What is asked ▸
Copy out the passage on Chinese wine below in full, word for word, with nothing changed.

Selected extract ▸
☆ ☆ ☆ ☆ ☆ ☆ ☆

The recent release of Möet Hennessy’s Ao Yun cabernet blend, for around USD300 a pop, poses some interesting questions about Chinese wine. The first one, obviously, is ‘are they worth this kind of price?’ While I am yet to taste this particular wine, I have indeed tasted enough of the extremely limited volumes of serious wine from Chinese producers like Helan Qing Xue and Silver Heights to see no considered reason not to believe that China can compete at the pointy end of wine quality.

I have also tasted equally expensive wines from China’s largest makers that tend to fetch similar prices to this, especially in very traditional Chinese restaurants in Tier-1 cities such as Shanghai and Beijing. Conversely, these wines are typically over-packaged and their labels feature years such as 1992 and 1994, from which vintages these wines certainly are not. Older generations of Chinese wine drinkers buy these wines and don’t complain about them. They’re a generous audience. But herein lies the issue facing China right now.

Today it’s not difficult to get away with labeling Chinese wine whatever you want to. To be specific, Chinese labelling laws are presently such that a bottle marked ‘Product of China’ is required to have only 10% local Chinese content. With that ‘freedom’, China imports a lot of wine in bulk and blends it with wine made from Chinese grapes. This practice is generally not revealed on a wine’s label.

☆ ☆ ☆ ☆ ☆ ☆ ☆

Dataset extract ▸
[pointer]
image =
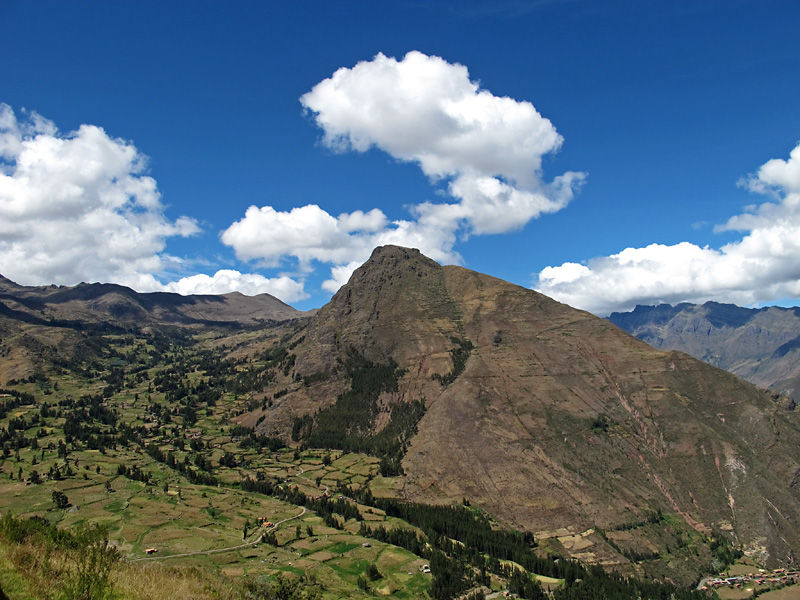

☆ ☆ ☆ ☆ ☆ ☆ ☆

The solution ▸
The recent release of Möet Hennessy’s Ao Yun cabernet blend, for around USD300 a pop, poses some interesting questions about Chinese wine. The first one, obviously, is ‘are they worth this kind of price?’ While I am yet to taste this particular wine, I have indeed tasted enough of the extremely limited volumes of serious wine from Chinese producers like Helan Qing Xue and Silver Heights to see no considered reason not to believe that China can compete at the pointy end of wine quality.

I have also tasted equally expensive wines from China’s largest makers that tend to fetch similar prices to this, especially in very traditional Chinese restaurants in Tier-1 cities such as Shanghai and Beijing. Conversely, these wines are typically over-packaged and their labels feature years such as 1992 and 1994, from which vintages these wines certainly are not. Older generations of Chinese wine drinkers buy these wines and don’t complain about them. They’re a generous audience. But herein lies the issue facing China right now.

Today it’s not difficult to get away with labeling Chinese wine whatever you want to. To be specific, Chinese labelling laws are presently such that a bottle marked ‘Product of China’ is required to have only 10% local Chinese content. With that ‘freedom’, China imports a lot of wine in bulk and blends it with wine made from Chinese grapes. This practice is generally not revealed on a wine’s label.